◆ **WHAT THE TASK REQUIRES**
Once the line containing "column 284, row 206" is found in the records below, return it and each following line exactly, up to and including the line containing "Query: arched window", and nothing else.

◆ **RECORDS FOR THE TASK**

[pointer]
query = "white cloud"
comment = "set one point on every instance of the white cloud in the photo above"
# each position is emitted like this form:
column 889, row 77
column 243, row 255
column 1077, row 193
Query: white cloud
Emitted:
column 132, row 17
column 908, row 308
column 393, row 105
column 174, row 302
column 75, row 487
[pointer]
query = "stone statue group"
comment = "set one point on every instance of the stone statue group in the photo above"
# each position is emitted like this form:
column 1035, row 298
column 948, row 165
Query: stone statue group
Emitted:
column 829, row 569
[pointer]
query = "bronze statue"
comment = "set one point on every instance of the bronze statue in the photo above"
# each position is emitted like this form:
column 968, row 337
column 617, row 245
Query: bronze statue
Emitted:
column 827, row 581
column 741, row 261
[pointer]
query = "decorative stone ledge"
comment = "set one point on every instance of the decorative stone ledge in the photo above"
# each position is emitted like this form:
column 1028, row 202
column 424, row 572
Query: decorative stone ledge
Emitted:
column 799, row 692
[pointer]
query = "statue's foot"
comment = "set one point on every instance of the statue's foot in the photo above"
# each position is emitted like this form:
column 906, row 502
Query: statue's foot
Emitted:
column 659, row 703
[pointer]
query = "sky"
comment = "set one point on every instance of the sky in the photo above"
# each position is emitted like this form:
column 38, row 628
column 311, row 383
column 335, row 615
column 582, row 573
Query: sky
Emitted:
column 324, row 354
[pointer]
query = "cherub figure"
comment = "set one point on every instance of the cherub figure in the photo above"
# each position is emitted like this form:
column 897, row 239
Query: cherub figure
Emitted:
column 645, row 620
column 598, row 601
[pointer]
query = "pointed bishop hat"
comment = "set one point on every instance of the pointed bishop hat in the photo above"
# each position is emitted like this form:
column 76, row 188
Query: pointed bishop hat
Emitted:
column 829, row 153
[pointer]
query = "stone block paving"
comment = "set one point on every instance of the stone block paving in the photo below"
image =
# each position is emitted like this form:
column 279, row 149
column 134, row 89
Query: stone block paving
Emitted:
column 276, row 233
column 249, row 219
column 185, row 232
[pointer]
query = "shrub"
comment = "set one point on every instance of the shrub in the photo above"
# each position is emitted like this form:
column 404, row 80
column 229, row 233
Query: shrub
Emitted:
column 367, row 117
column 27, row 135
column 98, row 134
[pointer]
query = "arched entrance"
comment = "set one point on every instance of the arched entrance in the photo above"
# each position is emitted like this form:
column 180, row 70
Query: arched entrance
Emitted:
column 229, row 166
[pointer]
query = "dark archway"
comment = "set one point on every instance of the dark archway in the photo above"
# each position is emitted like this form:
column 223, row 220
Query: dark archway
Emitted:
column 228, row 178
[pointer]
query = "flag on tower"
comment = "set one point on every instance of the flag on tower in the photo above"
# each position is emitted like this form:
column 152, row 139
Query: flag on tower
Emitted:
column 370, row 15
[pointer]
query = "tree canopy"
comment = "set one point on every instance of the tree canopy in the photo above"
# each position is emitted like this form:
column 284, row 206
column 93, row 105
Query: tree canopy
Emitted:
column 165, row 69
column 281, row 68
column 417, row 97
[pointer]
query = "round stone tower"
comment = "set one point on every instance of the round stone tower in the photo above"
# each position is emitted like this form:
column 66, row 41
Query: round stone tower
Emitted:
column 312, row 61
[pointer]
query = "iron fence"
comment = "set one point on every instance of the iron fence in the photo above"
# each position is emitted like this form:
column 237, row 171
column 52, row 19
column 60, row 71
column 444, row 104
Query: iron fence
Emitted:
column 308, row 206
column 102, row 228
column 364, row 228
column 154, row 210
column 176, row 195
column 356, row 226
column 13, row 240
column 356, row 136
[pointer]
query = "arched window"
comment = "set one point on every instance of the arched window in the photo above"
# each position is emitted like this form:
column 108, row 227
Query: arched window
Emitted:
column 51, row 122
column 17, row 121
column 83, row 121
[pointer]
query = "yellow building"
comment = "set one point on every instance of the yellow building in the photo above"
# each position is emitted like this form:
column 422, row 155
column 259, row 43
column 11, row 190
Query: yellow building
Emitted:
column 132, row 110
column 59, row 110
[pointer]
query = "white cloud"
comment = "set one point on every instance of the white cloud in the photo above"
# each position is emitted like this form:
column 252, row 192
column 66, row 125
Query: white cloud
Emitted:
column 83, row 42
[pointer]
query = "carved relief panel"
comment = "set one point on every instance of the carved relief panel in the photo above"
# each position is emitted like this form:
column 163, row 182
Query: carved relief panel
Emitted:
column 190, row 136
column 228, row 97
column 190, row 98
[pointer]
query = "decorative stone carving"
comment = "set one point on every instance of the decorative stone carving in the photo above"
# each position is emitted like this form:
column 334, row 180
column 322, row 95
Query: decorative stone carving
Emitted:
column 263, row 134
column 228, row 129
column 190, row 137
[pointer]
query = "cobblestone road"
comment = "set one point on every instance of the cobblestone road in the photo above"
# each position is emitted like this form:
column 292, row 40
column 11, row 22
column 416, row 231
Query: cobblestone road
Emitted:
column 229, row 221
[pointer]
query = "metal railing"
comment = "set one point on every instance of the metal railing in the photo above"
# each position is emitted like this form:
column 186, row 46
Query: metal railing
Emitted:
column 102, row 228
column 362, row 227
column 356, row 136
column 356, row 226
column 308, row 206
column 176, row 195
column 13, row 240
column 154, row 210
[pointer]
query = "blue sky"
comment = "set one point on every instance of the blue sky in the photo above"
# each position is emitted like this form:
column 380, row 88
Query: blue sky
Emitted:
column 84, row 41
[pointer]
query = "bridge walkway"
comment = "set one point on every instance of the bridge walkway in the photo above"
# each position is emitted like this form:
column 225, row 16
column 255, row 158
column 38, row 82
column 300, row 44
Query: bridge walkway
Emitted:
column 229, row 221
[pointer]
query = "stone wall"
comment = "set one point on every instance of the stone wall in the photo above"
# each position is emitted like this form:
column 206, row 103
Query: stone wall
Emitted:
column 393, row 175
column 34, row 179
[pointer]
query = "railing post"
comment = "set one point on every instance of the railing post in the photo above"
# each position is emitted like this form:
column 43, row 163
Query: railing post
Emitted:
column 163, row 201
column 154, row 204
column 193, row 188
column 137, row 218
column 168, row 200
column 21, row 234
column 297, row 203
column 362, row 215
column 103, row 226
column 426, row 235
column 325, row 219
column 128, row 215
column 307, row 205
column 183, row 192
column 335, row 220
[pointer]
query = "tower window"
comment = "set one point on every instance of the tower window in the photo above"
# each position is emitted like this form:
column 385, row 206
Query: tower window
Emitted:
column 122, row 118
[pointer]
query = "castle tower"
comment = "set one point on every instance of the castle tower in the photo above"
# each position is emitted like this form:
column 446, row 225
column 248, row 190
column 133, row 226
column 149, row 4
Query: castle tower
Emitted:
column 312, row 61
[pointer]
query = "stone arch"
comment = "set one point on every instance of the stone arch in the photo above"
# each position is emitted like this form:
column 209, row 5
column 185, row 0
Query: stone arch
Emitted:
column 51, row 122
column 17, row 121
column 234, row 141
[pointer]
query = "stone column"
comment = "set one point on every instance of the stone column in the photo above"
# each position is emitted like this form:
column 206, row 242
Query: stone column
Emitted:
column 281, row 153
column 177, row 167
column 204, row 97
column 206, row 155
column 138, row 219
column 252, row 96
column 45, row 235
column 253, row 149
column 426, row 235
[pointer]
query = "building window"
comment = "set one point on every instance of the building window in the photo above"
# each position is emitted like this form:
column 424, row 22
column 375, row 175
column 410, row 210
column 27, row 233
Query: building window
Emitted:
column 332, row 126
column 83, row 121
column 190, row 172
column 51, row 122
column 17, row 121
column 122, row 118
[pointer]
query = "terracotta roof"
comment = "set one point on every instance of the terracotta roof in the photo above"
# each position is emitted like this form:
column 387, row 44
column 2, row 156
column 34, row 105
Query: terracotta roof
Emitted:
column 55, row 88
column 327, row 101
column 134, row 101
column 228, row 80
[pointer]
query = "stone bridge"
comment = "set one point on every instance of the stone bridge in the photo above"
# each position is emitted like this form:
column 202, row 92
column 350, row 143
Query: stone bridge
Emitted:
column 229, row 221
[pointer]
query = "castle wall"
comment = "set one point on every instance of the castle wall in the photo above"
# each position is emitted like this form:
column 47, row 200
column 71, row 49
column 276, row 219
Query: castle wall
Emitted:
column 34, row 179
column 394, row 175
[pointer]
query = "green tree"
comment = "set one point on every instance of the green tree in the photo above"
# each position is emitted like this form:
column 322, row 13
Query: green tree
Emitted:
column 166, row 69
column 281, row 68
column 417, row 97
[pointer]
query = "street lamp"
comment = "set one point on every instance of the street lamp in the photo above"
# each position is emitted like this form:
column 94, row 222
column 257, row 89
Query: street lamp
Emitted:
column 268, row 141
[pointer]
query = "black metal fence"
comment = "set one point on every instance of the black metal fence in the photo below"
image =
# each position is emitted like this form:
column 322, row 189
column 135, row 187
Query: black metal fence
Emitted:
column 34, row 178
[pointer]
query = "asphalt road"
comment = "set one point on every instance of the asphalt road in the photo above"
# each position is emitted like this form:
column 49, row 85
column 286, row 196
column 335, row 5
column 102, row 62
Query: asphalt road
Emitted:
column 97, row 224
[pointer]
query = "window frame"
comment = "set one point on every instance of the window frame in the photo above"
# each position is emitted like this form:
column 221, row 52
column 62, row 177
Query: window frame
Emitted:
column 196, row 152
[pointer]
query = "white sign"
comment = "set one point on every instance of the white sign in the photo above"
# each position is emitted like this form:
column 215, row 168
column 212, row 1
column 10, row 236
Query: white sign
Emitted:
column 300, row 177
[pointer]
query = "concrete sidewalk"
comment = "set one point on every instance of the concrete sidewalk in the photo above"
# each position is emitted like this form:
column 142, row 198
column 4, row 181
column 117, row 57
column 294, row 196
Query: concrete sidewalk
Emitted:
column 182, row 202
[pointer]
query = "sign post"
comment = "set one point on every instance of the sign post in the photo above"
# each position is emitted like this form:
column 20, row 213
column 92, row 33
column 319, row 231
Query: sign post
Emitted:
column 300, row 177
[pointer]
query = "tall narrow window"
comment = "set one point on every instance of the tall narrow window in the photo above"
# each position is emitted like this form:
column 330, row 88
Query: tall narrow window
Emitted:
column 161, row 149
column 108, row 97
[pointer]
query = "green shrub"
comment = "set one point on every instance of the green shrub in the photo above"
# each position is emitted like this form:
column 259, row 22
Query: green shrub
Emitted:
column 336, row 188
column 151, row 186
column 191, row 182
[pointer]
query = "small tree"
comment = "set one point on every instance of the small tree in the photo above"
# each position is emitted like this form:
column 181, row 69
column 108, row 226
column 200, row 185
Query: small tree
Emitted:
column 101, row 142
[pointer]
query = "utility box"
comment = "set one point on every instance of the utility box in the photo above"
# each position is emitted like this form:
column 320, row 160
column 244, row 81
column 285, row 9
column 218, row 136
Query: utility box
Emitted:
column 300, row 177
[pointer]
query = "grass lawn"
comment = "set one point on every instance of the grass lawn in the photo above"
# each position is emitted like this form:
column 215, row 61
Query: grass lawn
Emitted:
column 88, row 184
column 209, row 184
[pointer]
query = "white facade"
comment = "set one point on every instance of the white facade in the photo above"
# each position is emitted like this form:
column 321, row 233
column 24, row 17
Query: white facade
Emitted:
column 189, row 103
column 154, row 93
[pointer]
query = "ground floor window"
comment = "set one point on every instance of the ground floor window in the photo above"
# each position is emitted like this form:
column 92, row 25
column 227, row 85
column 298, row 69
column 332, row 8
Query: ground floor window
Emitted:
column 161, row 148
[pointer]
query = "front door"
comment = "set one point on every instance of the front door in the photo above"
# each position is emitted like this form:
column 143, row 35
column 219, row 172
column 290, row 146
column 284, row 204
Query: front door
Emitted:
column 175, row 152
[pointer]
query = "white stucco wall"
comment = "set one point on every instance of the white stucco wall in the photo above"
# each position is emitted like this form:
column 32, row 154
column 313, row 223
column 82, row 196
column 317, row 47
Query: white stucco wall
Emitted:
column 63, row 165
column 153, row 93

◆ **RESPONSE**
column 284, row 206
column 93, row 105
Query: tree canopy
Emitted:
column 165, row 69
column 281, row 68
column 417, row 97
[pointer]
query = "round stone tower"
comment = "set one point on every instance of the round stone tower in the photo above"
# each position is emitted like this form:
column 66, row 41
Query: round stone tower
Emitted:
column 312, row 61
[pointer]
query = "iron fence"
comment = "set one point on every instance of the iron fence in the photo above"
# each position is emitted like this form:
column 237, row 171
column 52, row 19
column 60, row 71
column 444, row 104
Query: iron fence
Emitted:
column 308, row 206
column 102, row 228
column 364, row 228
column 154, row 210
column 176, row 195
column 356, row 226
column 13, row 240
column 356, row 136
[pointer]
query = "arched window"
comment = "set one point on every instance of the arched window in the photo above"
# each position is emitted like this form:
column 108, row 227
Query: arched window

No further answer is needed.